Obviously, the US has launched a new cold war with China – but whether it succeeds depends on the response from Beijing and other countries.

China has said “no” to the ideological antagonism between communism and democracy. While the US explicitly targeted the Communist Party and the communist ideology, China has refrained from doing the same towards democracy.

In an interview with Chinese state-run news agency Xinhua on August 5, China’s foreign minister Wang Yi firmly rejected the idea of a new cold war by saying that “today’s China is not the former Soviet Union. We have no intention of becoming another US. China does not export ideology”.

In other words, China does not plan to take part in an ideological struggle with the US for the hearts and minds of the world’s other countries, although it continues its own way of pursuing the communist ideology and Communist Party rule inside China.

When it comes to the start of a new cold war, it will take two to tango – so if China does not fight back in the same way, the US will fall into an ideological trap, alone but for its dream of a democratic crusade.

Since August, top diplomats from the US and China have been busy with their respective “charm offensive” agendas. While US secretary of state Pompeo worked hard to sell a hardline policy on China – especially concerning 5G technology and Huawei – in Europe, Wang Yi conducted a diplomatic tour of five European countries.

European nations might be sympathetic to Pompeo’s calls for democracy, and share deep concerns over the human rights issues in China, but they have hesitations over blindly following the Trumpian cold-war strategy of decoupling with China – simply because China is their largest trading partner and an indispensable player in the global supply chain.

Washington’s actions against Beijing include attempts to ban Chinese social media apps such as TikTok. Photo: AFP

More importantly, China seems to have no intention of exporting communism to other countries, unlike the Soviet Union during the Cold War.

The upgrading of the Quadrilateral Security Dialogue – the informal strategic forum known as the Quad – between the US, Australia, Japan and India seems to be an emerging Asian equivalent of the North Atlantic Treaty Organisation (Nato).

The recent border stand-off between China and India has pushed New Delhi closer to the other Quad countries – and, ironically, the further institutionalisation of the Quad vis-à-vis becoming an Asian Nato is to a large extent contingent on how Beijing handles this dispute.

(Stored items)
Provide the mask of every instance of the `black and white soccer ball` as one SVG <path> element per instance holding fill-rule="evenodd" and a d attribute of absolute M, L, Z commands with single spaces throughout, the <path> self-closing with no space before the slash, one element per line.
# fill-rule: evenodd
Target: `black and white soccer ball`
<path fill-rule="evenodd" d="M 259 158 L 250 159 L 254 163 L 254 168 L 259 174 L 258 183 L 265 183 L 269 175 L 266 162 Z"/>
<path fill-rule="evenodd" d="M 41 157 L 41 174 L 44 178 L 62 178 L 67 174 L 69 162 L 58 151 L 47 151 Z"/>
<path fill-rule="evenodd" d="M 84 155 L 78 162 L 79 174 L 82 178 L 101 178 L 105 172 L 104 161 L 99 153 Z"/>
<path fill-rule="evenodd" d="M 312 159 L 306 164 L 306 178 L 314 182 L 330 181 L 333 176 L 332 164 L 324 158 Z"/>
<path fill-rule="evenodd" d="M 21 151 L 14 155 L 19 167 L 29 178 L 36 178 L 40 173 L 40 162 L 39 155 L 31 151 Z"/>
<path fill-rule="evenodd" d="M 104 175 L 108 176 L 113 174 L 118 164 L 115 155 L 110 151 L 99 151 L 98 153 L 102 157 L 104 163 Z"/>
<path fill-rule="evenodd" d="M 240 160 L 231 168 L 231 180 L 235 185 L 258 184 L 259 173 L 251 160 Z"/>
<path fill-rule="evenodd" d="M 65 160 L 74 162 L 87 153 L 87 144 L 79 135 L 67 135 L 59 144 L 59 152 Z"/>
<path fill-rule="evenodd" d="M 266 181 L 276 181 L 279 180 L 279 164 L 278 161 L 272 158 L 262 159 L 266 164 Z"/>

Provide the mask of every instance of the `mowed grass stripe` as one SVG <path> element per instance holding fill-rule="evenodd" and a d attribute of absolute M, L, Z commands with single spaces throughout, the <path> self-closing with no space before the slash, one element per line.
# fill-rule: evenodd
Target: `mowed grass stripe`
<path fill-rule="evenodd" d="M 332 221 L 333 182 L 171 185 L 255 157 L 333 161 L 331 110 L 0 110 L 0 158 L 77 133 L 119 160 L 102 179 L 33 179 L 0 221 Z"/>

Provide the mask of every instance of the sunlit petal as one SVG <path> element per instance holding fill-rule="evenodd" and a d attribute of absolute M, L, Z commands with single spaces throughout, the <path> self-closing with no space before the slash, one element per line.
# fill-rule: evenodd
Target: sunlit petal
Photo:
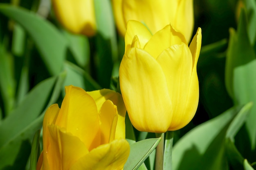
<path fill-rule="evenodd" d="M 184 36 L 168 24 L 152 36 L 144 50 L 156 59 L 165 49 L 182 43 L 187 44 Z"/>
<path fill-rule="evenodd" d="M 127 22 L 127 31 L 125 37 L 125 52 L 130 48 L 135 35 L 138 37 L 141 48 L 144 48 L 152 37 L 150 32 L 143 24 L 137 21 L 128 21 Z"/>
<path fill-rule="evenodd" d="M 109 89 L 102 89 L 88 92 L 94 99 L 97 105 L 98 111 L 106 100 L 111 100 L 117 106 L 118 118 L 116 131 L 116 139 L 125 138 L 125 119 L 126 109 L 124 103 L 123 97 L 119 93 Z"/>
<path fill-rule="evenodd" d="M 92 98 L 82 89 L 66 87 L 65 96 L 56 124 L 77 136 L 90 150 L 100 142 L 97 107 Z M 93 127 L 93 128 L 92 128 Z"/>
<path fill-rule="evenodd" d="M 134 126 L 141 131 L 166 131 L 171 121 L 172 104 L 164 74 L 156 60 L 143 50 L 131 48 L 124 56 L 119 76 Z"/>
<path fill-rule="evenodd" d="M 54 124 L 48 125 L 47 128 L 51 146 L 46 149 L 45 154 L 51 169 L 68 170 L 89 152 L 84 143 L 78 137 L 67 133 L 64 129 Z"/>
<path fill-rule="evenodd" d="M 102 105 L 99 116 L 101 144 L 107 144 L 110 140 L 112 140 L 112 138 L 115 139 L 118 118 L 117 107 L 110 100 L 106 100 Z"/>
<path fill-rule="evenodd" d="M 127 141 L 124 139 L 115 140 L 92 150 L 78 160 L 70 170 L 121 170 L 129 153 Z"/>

(Task)
Using the article on a new US–China cold war, explain in one to three sentences why European nations hesitate to follow the US strategy of decoupling from China.

(Problem solution)
European nations hesitate because China is their largest trading partner and an indispensable player in the global supply chain. They may sympathize with calls for democracy and share concerns over human rights in China, but they are wary of blindly following a strategy of decoupling.